== Selected extract

Pay rate system is a joke, says ACTU boss
Summary: The award system is a joke, enterprise bargaining is dying a natural death and key workplace relations institutions are politicised, ACTU secretary Sally McManus says.....
Stepping up the union movement’s campaign for changes to the federal workplace laws, Ms McManus told a conference in Adelaide today that “the rules are broken and the institutions enforcing them are letting workers down’’.
Despite the Coalition and employers arguing Labor’s Fair Work Act favoured unions over business, Ms McManus said the workplace laws “have tried to sideline unions”.
Over the past 25 years, she said, awards have been simplified, rationalised, modernised and reviewed to within an inch of their lives.
She said award rates of pay had not kept pace with rising costs and awards were a shadow of their former selves. “The award system is a joke,’’ she said.
Ms McManus said enterprise bargaining was introduced in legislation in 1993, with provisions that were quite simple.
“At first, it was sold as a means of unlocking productivity. Employers would have the capacity to press for changes in award conditions at their workplaces. The trade-off was workers were to have access to protected industrial action to press their claims,’’ she said.
“But 25 years later there is little left to trade off. Too many workers are now required to do whatever they are asked to do, virtually whenever they are asked to do it.
“Taking industrial action is too difficult and seems to becoming even more difficult. Access to protected industrial action for workers has become too technical and too risky.
“The system gives employers greater access to lockouts. And they are using it to press for reductions in pay and conditions. No trade-offs, just reductions.”
Ms McManus said employers had learnt to game the enterprise bargaining system that was in a mess.
“The practice of just saying no to claims for pay rises is becoming the norm,’’ she said. “Instead, agreements are rolled over with token increases, below inflation, or worse — and increasingly common — a demand that workers receive less pay and give up conditions.
“To press such claims, employers can threaten, or actually, terminate existing agreements and put their workers back to the award. This can be a 40 per cent pay cut because award wages are so low.
“In extreme cases, the prevalence of which is again increasing, employers lock workers out to press their claims. Global mining Giant Glencore has locked out its workforce at the Oaky North mine for over six months. The commonwealth government’s own bargaining policy has resulted in no pay rise for Customs and immigration workers for 4½ years.”
But Australian Industry Group chief executive Innes Willox said Ms McManus’s attempts to portray Labor’s Fair Work Act as unfair to unions and workers did not stand the most cursory of scrutiny,
“Labor’s Fair Work Act increased union power in over 100 areas and substantially boosted the entitlements of workers,’’ Mr Willox said.
“When the act was introduced it was widely criticised by employers and widely applauded by unions. The changes that the unions are now seeking include increased rights to strike, less power for the Fair Work Commission to make decisions that benefit businesses and a raft of new entitlements for employees and unions.
“The unions want us all to believe that giving them more power to organise strikes and to force employers to cave in to their demands is just the medicine that the community needs.
“The reality is that we live in a globally connected world where businesses need to remain productive, efficient and globally competitive in order to survive and grow. The success of workers is integrally connected to the success of their employers. Secure jobs and higher wages can only be offered by businesses that are successful.”

====

Task to complete: From the article on the ACTU secretary's criticism of the pay rate system, list every change that Innes Willox says the unions are now seeking.

== Supplied material

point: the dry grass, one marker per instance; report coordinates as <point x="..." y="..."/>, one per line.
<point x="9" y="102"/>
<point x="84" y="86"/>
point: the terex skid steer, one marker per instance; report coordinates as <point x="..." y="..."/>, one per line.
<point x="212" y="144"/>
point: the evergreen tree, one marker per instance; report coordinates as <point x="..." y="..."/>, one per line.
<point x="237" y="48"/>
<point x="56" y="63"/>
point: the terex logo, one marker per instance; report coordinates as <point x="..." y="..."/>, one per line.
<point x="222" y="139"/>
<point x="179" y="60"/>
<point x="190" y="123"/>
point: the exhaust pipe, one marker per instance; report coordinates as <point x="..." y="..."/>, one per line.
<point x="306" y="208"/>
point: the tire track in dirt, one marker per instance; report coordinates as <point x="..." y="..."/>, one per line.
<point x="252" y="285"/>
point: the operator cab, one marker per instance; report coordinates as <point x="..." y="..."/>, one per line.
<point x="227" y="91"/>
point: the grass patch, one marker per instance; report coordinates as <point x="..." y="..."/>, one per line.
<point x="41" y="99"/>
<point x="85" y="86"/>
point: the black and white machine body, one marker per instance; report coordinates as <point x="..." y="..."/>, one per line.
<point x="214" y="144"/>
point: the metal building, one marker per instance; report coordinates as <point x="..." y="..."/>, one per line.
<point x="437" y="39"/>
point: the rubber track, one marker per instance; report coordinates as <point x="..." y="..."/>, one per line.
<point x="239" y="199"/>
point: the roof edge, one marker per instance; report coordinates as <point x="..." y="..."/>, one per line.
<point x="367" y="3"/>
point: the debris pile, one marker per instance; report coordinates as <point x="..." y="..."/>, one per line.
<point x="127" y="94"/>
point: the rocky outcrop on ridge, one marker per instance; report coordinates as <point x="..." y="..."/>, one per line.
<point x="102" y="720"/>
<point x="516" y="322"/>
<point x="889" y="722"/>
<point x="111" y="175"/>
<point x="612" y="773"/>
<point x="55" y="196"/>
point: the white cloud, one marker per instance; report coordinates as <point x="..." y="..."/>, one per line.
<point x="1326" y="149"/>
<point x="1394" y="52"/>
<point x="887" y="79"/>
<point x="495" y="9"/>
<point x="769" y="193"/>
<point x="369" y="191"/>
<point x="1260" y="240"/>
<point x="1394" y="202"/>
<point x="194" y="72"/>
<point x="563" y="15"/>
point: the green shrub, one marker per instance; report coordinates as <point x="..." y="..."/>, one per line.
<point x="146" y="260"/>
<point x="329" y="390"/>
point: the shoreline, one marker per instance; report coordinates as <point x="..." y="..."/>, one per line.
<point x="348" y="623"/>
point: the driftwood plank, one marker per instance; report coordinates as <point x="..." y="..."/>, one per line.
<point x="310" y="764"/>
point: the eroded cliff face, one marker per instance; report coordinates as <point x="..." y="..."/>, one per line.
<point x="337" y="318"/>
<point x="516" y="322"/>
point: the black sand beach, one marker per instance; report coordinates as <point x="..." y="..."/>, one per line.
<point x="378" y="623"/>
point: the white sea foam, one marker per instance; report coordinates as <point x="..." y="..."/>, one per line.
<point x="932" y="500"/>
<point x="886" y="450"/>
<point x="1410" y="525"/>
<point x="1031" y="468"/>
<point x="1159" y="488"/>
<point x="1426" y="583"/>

====

Written solution:
- Increased rights to strike
- Less power for the Fair Work Commission to make decisions that benefit businesses
- A raft of new entitlements for employees and unions